Excerpts from a dataset
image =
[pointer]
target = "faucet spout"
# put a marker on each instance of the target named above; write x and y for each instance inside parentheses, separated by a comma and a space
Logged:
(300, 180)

Exercise prompt:
Copy each line of the records verbatim.

Your response:
image =
[pointer]
target = "faucet spout"
# put a marker on each instance of the target named above; write x and y for each instance inside parentheses, separated by a comma and a space
Logged:
(300, 180)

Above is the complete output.